● **SET OF TASKS**
• A. Answer these questions using the article about the Breathmobile asthma clinic:
(i) How long is the van?
(ii) In what year did it start serving communities in West Oakland?
(iii) According to Mary Frazier, how many kids in the East Bay suffer from asthma?
• B. Write the next part of the article about the Breathmobile asthma clinic, starting after its last sentence.

● **TEXT SEGMENT**
══════
SAN PABLO -- The 33-foot-long van was parked behind Lake Elementary School awaiting its first visitor of the day. Though an image of a cheerful group of kids wearing red soccer uniforms smiles out from its side, this van is not a sports bus.
In fact, the crew piloting this RV battles asthma, the most common childhood illness, affecting more than 7 million children nationwide, according to the Centers for Disease Control and Prevention.
This is the Northern California Breathmobile -- an asthma clinic in a Winnebago -- which started serving communities in West Oakland in 2009. It has expanded its coverage area to include Hunters Point in San Francisco, and schools in Richmond, San Pablo and San Leandro.
Thanks to grants from Kaiser Permanente and Chevron Corp., Breathmobile is further expanding over the summer to serve kids in North Richmond at Project Pride, Las Deltas Head Start and Verde Head Start.
One in five kids in the East Bay suffers from asthma, according to Mary Frazier with the Breathmobile project. This is more than double the average national rate.
══════
● **Items from a collection**
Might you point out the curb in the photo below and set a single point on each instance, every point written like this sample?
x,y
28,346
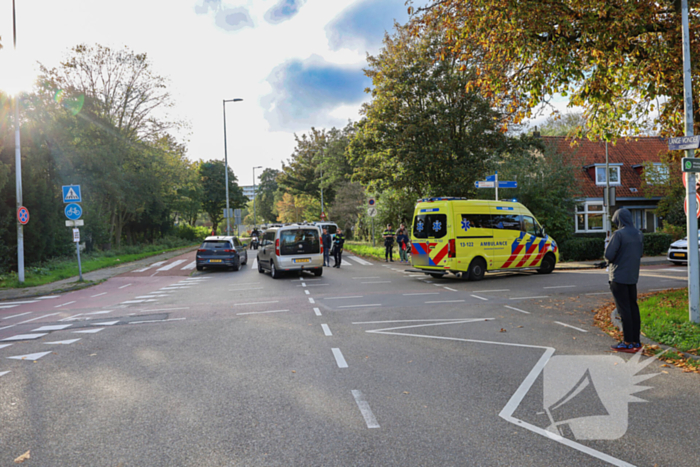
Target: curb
x,y
617,322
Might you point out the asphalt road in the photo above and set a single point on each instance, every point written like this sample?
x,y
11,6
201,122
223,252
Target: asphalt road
x,y
366,365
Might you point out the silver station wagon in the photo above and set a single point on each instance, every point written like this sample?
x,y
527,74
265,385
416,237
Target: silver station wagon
x,y
294,247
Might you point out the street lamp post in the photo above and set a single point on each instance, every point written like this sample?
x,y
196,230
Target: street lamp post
x,y
18,166
228,218
255,195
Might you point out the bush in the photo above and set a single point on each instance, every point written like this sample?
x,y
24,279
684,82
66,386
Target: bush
x,y
657,243
582,249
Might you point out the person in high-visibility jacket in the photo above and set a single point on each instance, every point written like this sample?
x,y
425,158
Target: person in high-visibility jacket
x,y
338,242
389,243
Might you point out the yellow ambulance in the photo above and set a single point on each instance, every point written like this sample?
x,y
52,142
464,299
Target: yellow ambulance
x,y
456,235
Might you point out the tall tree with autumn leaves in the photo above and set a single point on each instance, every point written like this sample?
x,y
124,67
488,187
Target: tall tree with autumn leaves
x,y
620,60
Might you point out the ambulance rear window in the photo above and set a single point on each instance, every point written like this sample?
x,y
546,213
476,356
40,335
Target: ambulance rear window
x,y
430,226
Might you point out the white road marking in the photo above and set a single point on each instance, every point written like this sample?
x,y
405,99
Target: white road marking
x,y
359,260
38,317
30,356
254,303
53,327
171,265
66,342
108,323
24,337
192,265
528,298
150,266
366,412
261,312
340,360
517,309
15,316
570,326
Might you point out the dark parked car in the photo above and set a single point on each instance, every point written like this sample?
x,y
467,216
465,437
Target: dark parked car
x,y
226,252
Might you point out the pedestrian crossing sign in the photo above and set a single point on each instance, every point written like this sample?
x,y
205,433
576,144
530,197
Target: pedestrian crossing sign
x,y
71,194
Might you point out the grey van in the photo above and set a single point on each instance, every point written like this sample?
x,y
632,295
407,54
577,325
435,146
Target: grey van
x,y
294,247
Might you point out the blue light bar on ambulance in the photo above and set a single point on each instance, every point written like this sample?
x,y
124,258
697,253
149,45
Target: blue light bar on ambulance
x,y
444,198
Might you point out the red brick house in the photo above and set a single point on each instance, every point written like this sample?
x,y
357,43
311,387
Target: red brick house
x,y
627,158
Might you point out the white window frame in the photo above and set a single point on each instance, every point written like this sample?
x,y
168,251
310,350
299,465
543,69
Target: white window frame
x,y
586,212
603,183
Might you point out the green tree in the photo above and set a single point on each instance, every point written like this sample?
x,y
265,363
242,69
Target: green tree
x,y
618,59
213,182
422,132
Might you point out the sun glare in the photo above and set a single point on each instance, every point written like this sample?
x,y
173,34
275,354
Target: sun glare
x,y
17,72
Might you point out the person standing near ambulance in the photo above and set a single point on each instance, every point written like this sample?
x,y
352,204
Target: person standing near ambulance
x,y
388,243
623,254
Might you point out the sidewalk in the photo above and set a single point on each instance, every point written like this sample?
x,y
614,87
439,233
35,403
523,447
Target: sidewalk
x,y
90,278
646,261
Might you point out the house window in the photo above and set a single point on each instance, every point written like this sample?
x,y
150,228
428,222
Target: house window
x,y
589,217
600,176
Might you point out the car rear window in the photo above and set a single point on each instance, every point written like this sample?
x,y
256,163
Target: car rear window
x,y
299,242
215,244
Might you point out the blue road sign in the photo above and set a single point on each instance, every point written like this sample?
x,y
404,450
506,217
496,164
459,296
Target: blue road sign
x,y
73,211
71,194
683,142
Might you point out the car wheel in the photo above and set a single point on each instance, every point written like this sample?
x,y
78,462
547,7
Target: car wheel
x,y
477,269
547,265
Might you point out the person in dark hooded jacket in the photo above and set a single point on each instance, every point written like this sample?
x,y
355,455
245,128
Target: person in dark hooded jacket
x,y
623,254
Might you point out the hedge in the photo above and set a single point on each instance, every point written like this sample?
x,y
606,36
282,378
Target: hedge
x,y
592,248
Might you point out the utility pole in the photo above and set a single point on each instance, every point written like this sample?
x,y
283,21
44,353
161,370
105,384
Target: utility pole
x,y
693,258
18,166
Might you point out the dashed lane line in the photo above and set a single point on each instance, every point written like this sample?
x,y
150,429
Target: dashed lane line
x,y
261,312
339,359
366,412
570,326
517,309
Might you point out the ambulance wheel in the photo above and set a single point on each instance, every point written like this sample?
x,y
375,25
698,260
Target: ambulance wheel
x,y
477,269
548,263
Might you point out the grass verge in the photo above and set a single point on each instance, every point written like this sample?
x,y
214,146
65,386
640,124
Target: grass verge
x,y
63,268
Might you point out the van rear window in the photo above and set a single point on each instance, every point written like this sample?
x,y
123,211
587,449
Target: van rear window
x,y
430,226
299,242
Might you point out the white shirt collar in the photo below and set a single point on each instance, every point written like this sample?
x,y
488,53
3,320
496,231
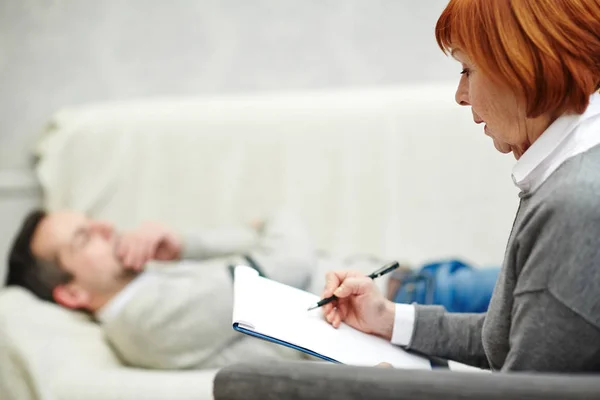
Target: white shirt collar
x,y
566,137
114,305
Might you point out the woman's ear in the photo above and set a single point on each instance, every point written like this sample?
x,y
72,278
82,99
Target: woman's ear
x,y
71,296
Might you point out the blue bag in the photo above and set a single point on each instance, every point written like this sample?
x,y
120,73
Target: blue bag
x,y
453,284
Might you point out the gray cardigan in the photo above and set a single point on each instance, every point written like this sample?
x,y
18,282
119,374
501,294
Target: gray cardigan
x,y
545,311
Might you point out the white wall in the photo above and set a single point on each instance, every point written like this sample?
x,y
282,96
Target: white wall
x,y
62,52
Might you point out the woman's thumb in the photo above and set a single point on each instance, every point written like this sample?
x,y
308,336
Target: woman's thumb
x,y
351,286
══════
● **RESPONSES FOR EACH TASK**
• A.
(i) 33 feet
(ii) 2009
(iii) One in five

• B.
The goal of the program is to reach kids and families who have difficulty getting to services. For families who can't manage regular visits to the doctor, care becomes episodic and the Breathmobile fills the void, Frazier said.
"Asthma is an illness of the poor. It's socioeconomic," she said. "Rather than keeping control of asthma every day, they wait for it to get really bad and then have to go to the emergency room."
Twenty percent of emergency room visits from children result from asthma attacks, according to Frazier. While expensive for everyone, many families in West County may soon find accessing the emergency room even more difficult. Doctors Medical Center in San Pablo is on life support, and without new funds the emergency room won't survive past the summer.
The Breathmobile's expansion into North Richmond is also significant because of the geography and demographics of the area. Contra Costa Health Services reports that African-American kids in the county are four times more likely to be hospitalized for asthma than white non-Hispanic kids.
"There are some parts of the community like Parchester that are very much separated and isolated from where the services tend to be concentrated," said Erica Browne, community benefit manager with Kaiser Permanente.
Davina Carr, medical-assistant-in-training on the Breathmobile and a Richmond resident, knows what it's like dealing with asthma firsthand. Her daughter goes to Kaiser to have her asthma treated, but Carr said not all parents make the trip.
"Most people in the community, they're comfortable where they live. And most people won't go to Kaiser if they stay in North Richmond," Carr said.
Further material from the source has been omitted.